## Given instruction
Retype the rows below word for word, starting at the first row and ending at the line that contains "point(257, 183)", with both of those lines included. Leave the pictures out of your copy.

## Records supplied

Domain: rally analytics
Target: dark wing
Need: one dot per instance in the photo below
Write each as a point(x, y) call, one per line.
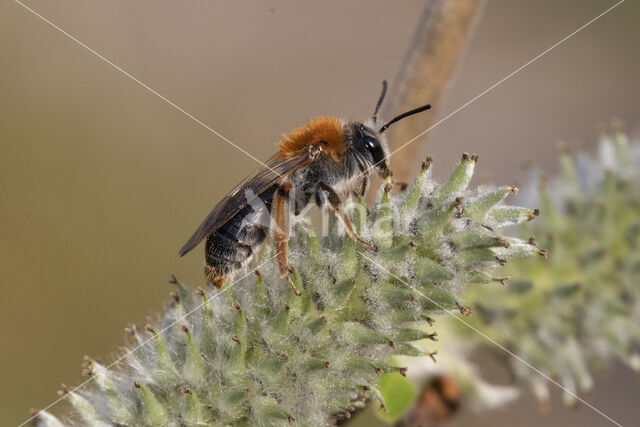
point(258, 182)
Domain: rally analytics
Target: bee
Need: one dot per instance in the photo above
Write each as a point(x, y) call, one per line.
point(323, 161)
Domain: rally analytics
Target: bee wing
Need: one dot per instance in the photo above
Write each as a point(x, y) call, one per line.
point(257, 183)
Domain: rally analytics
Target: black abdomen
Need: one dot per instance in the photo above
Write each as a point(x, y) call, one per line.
point(233, 244)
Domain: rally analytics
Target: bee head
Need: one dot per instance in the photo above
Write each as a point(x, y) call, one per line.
point(368, 143)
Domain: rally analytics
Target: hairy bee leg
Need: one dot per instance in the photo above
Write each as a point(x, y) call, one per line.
point(280, 231)
point(363, 187)
point(336, 205)
point(214, 277)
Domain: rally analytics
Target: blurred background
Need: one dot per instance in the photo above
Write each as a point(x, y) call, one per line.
point(101, 181)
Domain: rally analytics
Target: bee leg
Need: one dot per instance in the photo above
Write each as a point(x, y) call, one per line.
point(363, 187)
point(215, 277)
point(280, 231)
point(336, 205)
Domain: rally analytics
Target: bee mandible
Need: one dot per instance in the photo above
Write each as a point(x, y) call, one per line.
point(323, 161)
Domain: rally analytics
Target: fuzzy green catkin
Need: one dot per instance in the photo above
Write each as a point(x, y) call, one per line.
point(580, 308)
point(255, 354)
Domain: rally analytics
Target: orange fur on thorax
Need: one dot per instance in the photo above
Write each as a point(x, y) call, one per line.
point(327, 129)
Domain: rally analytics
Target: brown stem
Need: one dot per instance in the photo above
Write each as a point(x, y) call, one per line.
point(426, 74)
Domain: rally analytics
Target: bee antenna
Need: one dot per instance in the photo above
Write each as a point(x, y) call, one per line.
point(380, 99)
point(403, 115)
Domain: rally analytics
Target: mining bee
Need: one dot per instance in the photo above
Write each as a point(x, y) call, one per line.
point(325, 160)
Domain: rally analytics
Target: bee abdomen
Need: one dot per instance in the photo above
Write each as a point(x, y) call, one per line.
point(232, 245)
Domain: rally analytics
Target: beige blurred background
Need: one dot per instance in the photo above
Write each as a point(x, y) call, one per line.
point(101, 181)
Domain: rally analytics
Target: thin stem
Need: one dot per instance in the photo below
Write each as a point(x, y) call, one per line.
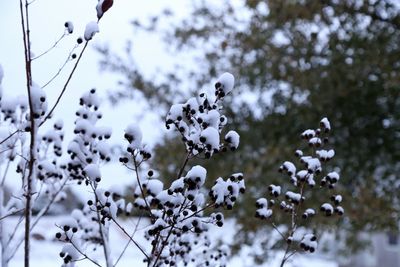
point(51, 48)
point(83, 254)
point(28, 72)
point(65, 85)
point(11, 214)
point(8, 137)
point(130, 238)
point(129, 241)
point(140, 186)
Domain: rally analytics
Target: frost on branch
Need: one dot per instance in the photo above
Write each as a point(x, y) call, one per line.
point(178, 223)
point(91, 29)
point(102, 7)
point(306, 179)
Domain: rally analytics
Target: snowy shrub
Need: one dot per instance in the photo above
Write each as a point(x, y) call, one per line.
point(35, 152)
point(306, 179)
point(179, 224)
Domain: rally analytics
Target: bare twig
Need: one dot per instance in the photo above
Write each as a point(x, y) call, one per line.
point(130, 238)
point(8, 137)
point(51, 48)
point(65, 85)
point(129, 241)
point(28, 72)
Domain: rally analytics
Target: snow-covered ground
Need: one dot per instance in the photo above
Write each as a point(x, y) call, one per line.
point(45, 248)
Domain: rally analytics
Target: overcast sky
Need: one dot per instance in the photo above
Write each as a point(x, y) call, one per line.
point(47, 18)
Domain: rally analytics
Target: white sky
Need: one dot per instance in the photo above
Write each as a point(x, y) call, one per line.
point(47, 18)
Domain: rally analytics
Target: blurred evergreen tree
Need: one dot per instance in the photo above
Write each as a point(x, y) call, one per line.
point(301, 60)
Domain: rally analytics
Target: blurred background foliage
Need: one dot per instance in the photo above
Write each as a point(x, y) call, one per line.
point(295, 61)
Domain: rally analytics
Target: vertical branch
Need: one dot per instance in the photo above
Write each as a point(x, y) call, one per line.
point(103, 234)
point(28, 72)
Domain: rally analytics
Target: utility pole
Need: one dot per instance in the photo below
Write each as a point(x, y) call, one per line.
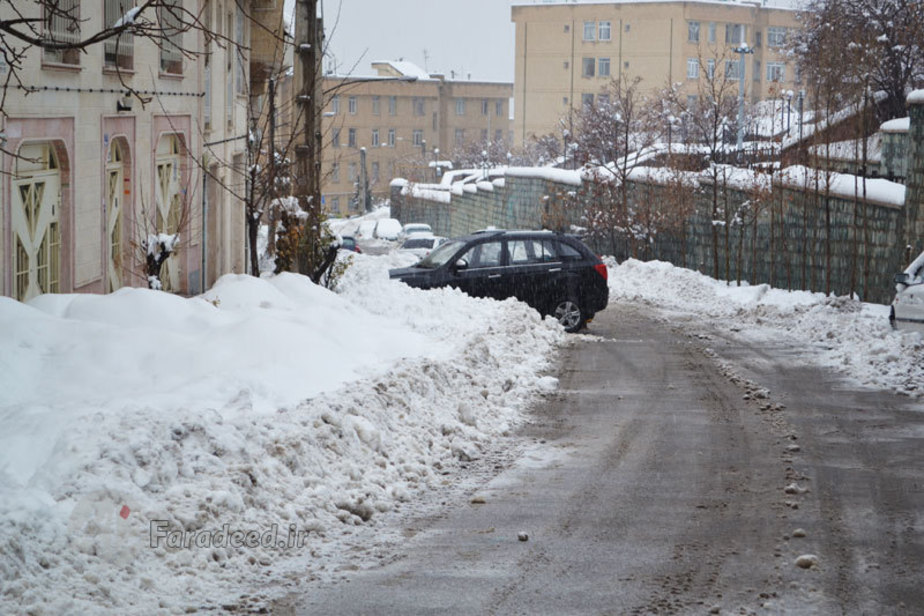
point(742, 51)
point(308, 43)
point(364, 181)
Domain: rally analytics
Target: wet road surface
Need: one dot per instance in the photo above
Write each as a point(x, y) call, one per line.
point(678, 470)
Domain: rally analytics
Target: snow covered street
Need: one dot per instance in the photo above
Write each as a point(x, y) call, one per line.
point(161, 454)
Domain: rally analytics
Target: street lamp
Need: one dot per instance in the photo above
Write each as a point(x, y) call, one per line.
point(741, 51)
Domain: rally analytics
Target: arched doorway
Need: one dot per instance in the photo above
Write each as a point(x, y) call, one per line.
point(36, 222)
point(116, 196)
point(169, 211)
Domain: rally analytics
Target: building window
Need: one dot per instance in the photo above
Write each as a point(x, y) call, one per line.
point(62, 26)
point(240, 69)
point(692, 31)
point(587, 65)
point(734, 34)
point(171, 56)
point(118, 52)
point(776, 71)
point(590, 29)
point(776, 36)
point(692, 68)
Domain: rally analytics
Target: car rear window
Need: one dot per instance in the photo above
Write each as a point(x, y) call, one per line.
point(569, 252)
point(532, 250)
point(419, 242)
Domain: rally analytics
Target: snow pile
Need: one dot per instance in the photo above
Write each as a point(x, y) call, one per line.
point(850, 336)
point(161, 454)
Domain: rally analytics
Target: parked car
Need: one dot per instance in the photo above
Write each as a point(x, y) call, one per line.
point(907, 310)
point(554, 273)
point(420, 245)
point(414, 227)
point(366, 230)
point(348, 242)
point(387, 229)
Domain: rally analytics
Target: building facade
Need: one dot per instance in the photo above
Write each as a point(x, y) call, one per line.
point(566, 54)
point(397, 123)
point(88, 170)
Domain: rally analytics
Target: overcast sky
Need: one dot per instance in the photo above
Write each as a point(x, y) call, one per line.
point(466, 36)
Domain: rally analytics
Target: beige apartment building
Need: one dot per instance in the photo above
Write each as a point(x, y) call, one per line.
point(87, 171)
point(398, 122)
point(567, 53)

## Written solution
Domain: rally analytics
Target: dark wing
Need: one dot per instance in the photo below
Write each as a point(x, y) call, one per line.
point(258, 182)
Domain: rally analytics
Target: bee
Need: one dot per instance in the photo above
Write each as a point(x, y) call, one per line.
point(323, 161)
Domain: rally analytics
Target: bee wing
Need: one dot per instance in the photo above
Write each as a point(x, y) call, one per line.
point(257, 183)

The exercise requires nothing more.